Exercise requirements:
Retype each entry below, keeping every character the same.

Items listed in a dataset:
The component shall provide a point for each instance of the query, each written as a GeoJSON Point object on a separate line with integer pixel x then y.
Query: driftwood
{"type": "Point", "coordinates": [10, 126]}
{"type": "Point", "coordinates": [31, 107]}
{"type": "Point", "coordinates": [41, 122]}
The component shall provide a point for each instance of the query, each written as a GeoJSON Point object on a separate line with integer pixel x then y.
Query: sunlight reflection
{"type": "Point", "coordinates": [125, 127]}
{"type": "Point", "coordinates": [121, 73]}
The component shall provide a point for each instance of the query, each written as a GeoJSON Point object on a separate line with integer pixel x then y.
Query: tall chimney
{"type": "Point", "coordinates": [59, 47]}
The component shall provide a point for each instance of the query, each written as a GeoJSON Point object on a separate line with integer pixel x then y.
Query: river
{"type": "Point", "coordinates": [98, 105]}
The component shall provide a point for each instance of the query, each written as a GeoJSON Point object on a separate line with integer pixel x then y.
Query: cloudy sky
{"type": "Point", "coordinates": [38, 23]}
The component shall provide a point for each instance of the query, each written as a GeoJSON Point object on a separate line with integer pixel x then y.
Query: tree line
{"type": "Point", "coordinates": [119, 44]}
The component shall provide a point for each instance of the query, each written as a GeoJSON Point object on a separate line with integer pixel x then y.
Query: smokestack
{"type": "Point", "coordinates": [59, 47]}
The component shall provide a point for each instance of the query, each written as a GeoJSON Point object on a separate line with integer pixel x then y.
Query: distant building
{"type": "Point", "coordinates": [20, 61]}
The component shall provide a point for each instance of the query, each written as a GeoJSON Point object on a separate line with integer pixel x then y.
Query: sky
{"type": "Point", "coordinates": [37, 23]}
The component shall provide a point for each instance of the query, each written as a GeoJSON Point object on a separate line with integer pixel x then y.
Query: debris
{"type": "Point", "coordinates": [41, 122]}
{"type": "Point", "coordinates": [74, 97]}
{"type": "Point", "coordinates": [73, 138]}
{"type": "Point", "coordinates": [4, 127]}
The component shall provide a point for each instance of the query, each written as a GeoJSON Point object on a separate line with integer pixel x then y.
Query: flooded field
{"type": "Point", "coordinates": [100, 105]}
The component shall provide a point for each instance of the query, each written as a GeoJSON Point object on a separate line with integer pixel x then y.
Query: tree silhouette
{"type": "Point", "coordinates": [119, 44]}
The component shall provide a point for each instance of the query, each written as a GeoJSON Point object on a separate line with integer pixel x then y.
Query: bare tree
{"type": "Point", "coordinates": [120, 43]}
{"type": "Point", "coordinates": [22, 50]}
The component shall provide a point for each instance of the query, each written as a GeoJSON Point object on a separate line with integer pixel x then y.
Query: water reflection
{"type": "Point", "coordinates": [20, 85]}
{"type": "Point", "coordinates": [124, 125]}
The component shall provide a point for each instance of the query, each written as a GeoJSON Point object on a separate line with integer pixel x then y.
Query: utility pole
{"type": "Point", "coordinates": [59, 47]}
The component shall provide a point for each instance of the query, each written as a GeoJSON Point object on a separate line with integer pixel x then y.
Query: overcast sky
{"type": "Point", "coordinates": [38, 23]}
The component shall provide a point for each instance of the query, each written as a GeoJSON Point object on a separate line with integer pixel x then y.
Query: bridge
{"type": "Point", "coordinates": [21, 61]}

Exercise response:
The component shall provide a point for each instance of the query, each written as a GeoJSON Point object on a separate line with integer pixel x then y.
Query: driftwood
{"type": "Point", "coordinates": [10, 126]}
{"type": "Point", "coordinates": [31, 107]}
{"type": "Point", "coordinates": [41, 122]}
The component shall provide a point for each instance of the query, each written as a GeoJSON Point object on a separate line with integer pixel x then y.
Query: sunlight reflection
{"type": "Point", "coordinates": [125, 127]}
{"type": "Point", "coordinates": [121, 73]}
The component shall provide a point for each instance of the query, each written as a GeoJSON Point object on a separate line with integer pixel x then y.
Query: tall chimney
{"type": "Point", "coordinates": [59, 47]}
The component shall provide a point for each instance of the query, each written as a GeoJSON Point object on a separate line with integer pixel x then y.
Query: river
{"type": "Point", "coordinates": [98, 105]}
The component shall provide a point for each instance of the query, each written as a GeoJSON Point object on a separate line with integer pixel x then y.
Query: cloudy sky
{"type": "Point", "coordinates": [38, 23]}
The component shall provide a point for each instance of the query, each written as a GeoJSON Point object on a separate line with integer pixel x then y.
Query: tree line
{"type": "Point", "coordinates": [119, 44]}
The component shall provide a point for each instance of the query, each written as a GeoJSON Point object on a separate line with integer pixel x then y.
Query: smokestack
{"type": "Point", "coordinates": [59, 47]}
The component shall provide a point for each instance of the query, each written as a GeoJSON Point object on a separate line with integer pixel x then y.
Query: distant building
{"type": "Point", "coordinates": [20, 61]}
The component shall provide a point for each instance of the query, each written as a GeoJSON Point object on a separate line with integer pixel x then y.
Query: sky
{"type": "Point", "coordinates": [37, 23]}
The component shall provide a point for each instance of the query, each written as a GeoJSON Point object on a separate line with integer pixel x then y.
Query: debris
{"type": "Point", "coordinates": [41, 122]}
{"type": "Point", "coordinates": [74, 97]}
{"type": "Point", "coordinates": [73, 138]}
{"type": "Point", "coordinates": [4, 127]}
The component shall provide a point for each instance of the query, each written as a GeoJSON Point object on a separate line with integer pixel x then y.
Query: flooded field
{"type": "Point", "coordinates": [100, 105]}
The component shall provide a point for each instance of the query, each written as a GeoJSON Point object on a separate line with integer pixel x then y.
Query: tree silhouette
{"type": "Point", "coordinates": [119, 44]}
The component shall provide a point for each instance of the query, each written as a GeoJSON Point object on a separate line with integer pixel x then y.
Query: bare tree
{"type": "Point", "coordinates": [120, 43]}
{"type": "Point", "coordinates": [22, 50]}
The component shall provide a point for each instance of the query, each written as a GeoJSON Point object on a separate line with integer pixel x then y.
Query: water reflection
{"type": "Point", "coordinates": [20, 85]}
{"type": "Point", "coordinates": [124, 125]}
The component shall provide a point for each instance of the query, each written as a GeoJSON Point object on a separate line with integer pixel x then y.
Query: utility pole
{"type": "Point", "coordinates": [59, 47]}
The component shall provide a point for each instance of the query, each written as a GeoJSON Point object on a separate line with integer pixel x then y.
Query: overcast sky
{"type": "Point", "coordinates": [38, 23]}
The component shall provide a point for each instance of the query, each written as a GeoJSON Point object on a separate line with integer pixel x then y.
Query: bridge
{"type": "Point", "coordinates": [21, 61]}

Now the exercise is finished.